— BEGIN DOCUMENT —
In areas where large amounts of snow are not the norm, being held hostage by a blizzard can be a traumatic experience. If you have ever been cooped up in the winter during an especially bad snow year, you already know what it can do to your temperament, disposition, and general attitude. There have been years when large sections of the country are actually under these conditions for months at a time, producing what is commonly called, “cabin fever”.

Years ago this “cabin fever” was a real problem, leading to emotional upsets and changes in mood and disposition. Being cut off from other members of society, communication, and news, produced serious problems if it lasted for an extended period of time. Even getting out for the necessities, such as food and fuel was virtually impossible at times. However, in this day and age, when we have television, radio, and the internet, “cabin fever” has subsided. People can somewhat go on with their normal routines, or at the very least, stay in contact with the outside world.

The inability to get out and interact with others can be a frightening and frustrating experience. It can also be claustrophobic.
During and after the blizzard of 1880 in New York City, people were unexpectedly confined to their homes and apartments. Unprepared for this traumatic event, people became panicked, and sometimes, behaved irrationally, while trying to get out and go about their business.
— END DOCUMENT —
— BEGIN GIVEN ENTRIES —
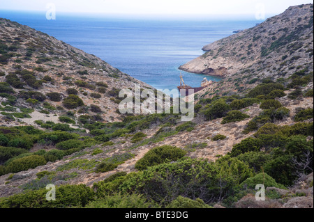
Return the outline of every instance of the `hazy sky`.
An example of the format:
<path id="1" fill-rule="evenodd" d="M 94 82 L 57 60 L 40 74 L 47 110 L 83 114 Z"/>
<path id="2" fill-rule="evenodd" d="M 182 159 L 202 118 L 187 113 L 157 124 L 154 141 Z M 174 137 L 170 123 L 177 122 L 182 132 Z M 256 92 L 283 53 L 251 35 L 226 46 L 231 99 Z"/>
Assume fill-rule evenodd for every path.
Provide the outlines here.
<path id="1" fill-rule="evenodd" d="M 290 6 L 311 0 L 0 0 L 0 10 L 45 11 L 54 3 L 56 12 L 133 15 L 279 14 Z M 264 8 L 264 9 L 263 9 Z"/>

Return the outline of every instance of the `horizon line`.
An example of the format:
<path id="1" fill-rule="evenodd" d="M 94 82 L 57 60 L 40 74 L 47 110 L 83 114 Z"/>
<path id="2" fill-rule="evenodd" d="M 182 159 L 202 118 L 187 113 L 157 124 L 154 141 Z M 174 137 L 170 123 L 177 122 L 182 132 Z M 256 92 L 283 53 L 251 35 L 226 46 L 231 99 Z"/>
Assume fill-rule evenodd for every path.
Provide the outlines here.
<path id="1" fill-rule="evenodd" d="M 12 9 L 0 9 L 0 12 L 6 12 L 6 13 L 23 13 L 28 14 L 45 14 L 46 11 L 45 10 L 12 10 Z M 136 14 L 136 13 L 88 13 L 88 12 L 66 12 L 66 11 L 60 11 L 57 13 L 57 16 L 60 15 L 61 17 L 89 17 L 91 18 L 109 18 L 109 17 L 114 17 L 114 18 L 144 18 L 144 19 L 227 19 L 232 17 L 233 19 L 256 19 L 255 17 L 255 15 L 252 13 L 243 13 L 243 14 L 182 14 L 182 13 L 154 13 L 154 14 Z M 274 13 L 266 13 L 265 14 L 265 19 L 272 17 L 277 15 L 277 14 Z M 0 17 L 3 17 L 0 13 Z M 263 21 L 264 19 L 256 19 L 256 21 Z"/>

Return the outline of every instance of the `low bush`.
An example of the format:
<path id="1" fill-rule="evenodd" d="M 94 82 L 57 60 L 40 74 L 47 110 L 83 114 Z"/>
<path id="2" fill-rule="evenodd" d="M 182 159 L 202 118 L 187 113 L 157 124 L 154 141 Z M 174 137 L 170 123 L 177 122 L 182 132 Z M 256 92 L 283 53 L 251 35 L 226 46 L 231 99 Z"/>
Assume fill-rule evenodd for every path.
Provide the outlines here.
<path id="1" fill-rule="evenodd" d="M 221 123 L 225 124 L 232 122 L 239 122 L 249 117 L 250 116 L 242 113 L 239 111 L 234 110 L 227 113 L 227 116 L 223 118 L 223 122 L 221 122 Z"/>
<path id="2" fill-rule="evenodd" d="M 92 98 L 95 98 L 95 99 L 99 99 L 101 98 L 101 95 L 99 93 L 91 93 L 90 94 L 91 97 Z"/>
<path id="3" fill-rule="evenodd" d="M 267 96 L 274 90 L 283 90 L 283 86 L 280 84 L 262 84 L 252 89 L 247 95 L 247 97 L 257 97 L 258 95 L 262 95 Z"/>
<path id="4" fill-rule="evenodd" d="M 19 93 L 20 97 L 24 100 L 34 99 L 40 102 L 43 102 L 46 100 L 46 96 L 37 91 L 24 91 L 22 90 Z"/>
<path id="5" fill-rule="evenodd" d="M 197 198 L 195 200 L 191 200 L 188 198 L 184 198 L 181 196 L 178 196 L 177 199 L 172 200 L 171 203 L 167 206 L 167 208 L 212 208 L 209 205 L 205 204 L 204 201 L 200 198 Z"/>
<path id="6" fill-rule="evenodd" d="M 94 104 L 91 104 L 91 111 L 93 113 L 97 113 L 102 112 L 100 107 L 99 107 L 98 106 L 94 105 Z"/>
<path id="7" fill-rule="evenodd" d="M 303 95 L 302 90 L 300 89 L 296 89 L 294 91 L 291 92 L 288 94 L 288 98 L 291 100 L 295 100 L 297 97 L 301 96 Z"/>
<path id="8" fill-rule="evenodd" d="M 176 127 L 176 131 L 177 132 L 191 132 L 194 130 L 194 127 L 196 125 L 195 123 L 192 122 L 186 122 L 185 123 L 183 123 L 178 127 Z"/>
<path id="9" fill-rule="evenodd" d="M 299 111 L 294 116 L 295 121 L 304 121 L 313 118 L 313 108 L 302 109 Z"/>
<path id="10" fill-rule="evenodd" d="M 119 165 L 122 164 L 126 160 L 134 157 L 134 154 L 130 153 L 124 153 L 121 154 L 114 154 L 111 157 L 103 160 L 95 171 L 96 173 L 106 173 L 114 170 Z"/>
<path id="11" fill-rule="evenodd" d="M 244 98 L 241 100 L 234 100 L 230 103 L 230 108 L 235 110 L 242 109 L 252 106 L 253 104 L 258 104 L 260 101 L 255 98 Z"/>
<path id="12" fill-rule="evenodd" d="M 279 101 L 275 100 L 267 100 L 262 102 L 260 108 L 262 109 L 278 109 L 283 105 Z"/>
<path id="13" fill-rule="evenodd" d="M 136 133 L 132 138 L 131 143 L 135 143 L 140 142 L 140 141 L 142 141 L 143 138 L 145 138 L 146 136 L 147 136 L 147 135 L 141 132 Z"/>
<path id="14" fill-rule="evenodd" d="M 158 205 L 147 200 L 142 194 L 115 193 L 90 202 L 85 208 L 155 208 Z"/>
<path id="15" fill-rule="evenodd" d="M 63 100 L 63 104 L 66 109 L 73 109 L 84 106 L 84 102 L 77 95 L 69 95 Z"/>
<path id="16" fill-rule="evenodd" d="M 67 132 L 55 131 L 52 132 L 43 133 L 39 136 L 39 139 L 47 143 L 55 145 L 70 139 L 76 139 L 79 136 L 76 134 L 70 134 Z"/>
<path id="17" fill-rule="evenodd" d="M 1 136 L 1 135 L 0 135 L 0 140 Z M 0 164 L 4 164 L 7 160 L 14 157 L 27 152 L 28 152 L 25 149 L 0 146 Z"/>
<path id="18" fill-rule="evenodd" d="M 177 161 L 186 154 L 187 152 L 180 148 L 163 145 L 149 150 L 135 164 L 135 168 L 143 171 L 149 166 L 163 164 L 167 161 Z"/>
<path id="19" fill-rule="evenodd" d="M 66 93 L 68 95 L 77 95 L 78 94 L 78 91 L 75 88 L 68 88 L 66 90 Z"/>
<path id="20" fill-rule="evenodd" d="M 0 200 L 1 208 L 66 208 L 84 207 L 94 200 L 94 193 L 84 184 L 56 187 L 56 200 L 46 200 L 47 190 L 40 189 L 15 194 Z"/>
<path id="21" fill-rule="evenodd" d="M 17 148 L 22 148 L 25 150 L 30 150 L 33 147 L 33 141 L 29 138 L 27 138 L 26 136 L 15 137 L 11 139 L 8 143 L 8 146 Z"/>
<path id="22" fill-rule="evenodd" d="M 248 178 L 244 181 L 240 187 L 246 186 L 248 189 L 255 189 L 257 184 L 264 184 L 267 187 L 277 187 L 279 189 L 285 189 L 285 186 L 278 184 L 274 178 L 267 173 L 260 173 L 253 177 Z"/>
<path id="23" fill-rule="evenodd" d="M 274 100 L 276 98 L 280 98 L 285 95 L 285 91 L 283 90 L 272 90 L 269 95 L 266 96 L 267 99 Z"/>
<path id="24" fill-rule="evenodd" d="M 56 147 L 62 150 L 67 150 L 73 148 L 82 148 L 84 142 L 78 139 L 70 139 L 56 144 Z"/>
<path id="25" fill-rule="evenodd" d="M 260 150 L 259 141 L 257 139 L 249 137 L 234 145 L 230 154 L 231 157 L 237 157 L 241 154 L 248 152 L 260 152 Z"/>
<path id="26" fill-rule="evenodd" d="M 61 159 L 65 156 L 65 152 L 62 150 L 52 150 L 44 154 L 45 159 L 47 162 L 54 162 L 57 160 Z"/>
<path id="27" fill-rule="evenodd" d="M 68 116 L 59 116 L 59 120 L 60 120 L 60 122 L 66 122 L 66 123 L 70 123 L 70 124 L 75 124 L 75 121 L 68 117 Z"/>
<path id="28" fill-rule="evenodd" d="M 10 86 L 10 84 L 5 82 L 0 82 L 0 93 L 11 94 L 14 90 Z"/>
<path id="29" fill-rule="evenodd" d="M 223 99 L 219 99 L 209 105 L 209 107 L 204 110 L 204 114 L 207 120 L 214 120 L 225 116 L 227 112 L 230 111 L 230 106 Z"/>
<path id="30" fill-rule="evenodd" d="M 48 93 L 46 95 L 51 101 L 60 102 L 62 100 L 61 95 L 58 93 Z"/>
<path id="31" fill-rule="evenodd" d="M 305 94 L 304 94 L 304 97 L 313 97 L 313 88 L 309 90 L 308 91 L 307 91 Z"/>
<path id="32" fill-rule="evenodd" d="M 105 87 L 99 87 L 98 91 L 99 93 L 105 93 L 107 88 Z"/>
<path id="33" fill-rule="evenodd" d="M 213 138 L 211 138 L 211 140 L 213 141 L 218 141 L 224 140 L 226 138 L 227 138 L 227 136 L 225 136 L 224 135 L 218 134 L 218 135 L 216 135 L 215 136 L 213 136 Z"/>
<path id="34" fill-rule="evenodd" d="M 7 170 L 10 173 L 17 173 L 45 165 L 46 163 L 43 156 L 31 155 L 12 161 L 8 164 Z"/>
— END GIVEN ENTRIES —
— BEGIN GIVEN ENTRIES —
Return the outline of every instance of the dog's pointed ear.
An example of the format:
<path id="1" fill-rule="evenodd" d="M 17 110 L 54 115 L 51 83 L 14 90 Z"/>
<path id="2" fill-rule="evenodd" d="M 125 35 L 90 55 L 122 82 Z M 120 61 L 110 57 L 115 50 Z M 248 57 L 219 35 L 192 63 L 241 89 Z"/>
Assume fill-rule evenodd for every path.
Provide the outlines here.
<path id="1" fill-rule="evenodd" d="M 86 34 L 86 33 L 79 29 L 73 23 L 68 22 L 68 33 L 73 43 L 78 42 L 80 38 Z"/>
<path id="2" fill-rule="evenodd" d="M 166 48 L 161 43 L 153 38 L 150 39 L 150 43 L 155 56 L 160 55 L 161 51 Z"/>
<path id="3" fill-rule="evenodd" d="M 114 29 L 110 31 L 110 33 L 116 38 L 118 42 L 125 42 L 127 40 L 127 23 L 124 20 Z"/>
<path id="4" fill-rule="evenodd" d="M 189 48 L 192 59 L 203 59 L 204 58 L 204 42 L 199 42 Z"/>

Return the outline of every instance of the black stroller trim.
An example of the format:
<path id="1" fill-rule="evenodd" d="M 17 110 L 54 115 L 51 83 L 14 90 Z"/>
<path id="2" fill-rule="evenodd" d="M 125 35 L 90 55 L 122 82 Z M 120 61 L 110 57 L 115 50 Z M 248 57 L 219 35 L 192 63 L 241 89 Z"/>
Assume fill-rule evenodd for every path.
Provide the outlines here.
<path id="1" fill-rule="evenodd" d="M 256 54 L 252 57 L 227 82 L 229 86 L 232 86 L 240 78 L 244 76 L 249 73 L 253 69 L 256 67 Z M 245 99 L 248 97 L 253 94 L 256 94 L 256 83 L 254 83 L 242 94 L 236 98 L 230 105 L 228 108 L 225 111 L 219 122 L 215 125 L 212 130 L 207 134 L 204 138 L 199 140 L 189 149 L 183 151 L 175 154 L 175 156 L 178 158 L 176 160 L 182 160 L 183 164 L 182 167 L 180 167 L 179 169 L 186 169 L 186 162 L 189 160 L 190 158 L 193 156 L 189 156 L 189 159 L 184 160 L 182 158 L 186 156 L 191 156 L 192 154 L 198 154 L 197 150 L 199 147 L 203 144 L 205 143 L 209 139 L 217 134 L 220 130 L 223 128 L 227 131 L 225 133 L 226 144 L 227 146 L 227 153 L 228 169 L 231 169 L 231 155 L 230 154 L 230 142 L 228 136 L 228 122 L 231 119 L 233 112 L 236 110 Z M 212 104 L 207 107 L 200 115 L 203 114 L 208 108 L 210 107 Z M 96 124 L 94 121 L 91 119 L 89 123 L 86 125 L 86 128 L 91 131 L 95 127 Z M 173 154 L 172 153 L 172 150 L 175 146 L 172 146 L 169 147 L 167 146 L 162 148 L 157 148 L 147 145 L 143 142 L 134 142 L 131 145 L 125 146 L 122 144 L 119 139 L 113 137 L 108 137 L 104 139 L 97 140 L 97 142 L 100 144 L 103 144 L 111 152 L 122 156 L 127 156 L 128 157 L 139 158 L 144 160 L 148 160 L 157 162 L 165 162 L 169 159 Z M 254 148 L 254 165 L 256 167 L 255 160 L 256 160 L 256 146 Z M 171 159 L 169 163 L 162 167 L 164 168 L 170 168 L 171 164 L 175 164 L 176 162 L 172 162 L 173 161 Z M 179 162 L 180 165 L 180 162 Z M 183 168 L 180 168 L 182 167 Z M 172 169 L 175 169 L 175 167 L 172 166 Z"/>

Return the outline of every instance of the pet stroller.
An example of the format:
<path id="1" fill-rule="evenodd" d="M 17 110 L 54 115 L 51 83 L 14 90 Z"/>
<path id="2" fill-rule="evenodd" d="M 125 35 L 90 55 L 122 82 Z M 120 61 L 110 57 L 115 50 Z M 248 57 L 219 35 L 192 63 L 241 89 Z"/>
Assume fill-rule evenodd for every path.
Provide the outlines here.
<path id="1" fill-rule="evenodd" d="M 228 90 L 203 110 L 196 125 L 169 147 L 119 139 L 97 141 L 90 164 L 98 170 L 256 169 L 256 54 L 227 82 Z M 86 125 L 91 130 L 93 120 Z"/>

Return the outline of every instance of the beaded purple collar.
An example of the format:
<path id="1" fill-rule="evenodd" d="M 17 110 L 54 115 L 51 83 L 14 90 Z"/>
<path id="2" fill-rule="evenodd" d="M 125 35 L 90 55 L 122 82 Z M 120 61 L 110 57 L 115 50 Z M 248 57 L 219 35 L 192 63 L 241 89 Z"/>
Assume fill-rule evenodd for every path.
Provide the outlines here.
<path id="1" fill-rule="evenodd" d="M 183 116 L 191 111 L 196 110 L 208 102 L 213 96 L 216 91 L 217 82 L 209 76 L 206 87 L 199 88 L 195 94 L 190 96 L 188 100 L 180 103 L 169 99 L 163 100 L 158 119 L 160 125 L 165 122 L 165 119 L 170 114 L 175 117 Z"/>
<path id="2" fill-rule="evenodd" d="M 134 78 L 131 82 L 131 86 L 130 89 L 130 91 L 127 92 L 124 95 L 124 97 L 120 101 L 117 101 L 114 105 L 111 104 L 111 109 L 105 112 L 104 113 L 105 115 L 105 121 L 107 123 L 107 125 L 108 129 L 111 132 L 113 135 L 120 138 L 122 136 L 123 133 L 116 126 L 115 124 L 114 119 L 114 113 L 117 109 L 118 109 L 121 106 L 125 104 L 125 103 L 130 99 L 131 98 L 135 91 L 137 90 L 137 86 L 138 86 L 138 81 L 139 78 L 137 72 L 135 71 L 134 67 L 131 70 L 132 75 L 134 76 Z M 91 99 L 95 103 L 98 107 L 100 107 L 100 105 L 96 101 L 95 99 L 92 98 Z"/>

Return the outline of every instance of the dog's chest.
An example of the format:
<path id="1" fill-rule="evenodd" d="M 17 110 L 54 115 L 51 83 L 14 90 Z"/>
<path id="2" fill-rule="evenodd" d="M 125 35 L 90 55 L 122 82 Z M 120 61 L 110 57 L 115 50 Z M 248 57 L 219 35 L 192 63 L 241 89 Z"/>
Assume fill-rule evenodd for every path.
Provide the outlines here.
— END GIVEN ENTRIES —
WHAT IS REQUIRED —
Rewrite the passage on cabin fever from "Years ago this" up to and including "the outside world.", swapping "necessities" for "essentials".

RESPONSE —
Years ago this “cabin fever” was a real problem, leading to emotional upsets and changes in mood and disposition. Being cut off from other members of society, communication, and news, produced serious problems if it lasted for an extended period of time. Even getting out for the essentials, such as food and fuel was virtually impossible at times. However, in this day and age, when we have television, radio, and the internet, “cabin fever” has subsided. People can somewhat go on with their normal routines, or at the very least, stay in contact with the outside world.